__SHORT EXERCISE__: Copy all of the material below verbatim, keeping every line unchanged.

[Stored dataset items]
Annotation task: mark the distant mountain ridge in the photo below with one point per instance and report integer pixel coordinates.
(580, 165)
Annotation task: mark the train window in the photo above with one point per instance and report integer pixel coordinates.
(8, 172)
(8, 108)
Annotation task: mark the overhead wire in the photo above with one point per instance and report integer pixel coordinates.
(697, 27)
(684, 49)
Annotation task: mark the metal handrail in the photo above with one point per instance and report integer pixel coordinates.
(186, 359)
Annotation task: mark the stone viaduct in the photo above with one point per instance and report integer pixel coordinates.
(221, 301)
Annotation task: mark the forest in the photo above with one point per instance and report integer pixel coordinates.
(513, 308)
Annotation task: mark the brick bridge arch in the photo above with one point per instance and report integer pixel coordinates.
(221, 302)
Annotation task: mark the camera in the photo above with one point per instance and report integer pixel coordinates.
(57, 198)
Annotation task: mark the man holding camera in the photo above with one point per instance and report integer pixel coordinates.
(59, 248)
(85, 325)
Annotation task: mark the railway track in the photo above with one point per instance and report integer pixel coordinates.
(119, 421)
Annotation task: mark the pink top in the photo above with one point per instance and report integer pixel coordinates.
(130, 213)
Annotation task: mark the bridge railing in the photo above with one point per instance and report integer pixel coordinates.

__COMPLETE ANSWER__:
Annotation task: mark the distant mountain ridge in the photo below with one point per instance and report integer pixel coordinates.
(580, 165)
Annotation task: mark the train window in the photo above with one point per instance and report integer pixel coordinates.
(8, 172)
(8, 108)
Annotation task: mark the overhead wire in the photo above with one point per instance and report integer pixel coordinates.
(697, 27)
(684, 49)
Annotation task: mark the metal handrail in the photo above with one point per instance and report integer pixel coordinates.
(186, 359)
Annotation task: mark the stone viaduct in the photo above with one point per instance and report integer pixel coordinates.
(221, 301)
Annotation task: mark the forest in the photo above with one point per instance and report integer pixel coordinates.
(513, 308)
Annotation task: mark the brick bridge arch in the photo above with one point per instance and report integer pixel coordinates.
(221, 302)
Annotation task: mark the camera in the photo above with one point per instance and report integer pixel coordinates.
(57, 198)
Annotation task: mark the man holding camera in the photo above with one point per instance and report integer pixel coordinates.
(59, 248)
(85, 325)
Annotation task: mark the railway track in the photo above with one point per instance and report integer pixel coordinates.
(119, 421)
Annotation task: mark the pink top in the photo above with one point per instance and report integer pixel coordinates.
(130, 213)
Annotation task: mark the bridge railing in the photo above with one point per instance and report integer pixel coordinates.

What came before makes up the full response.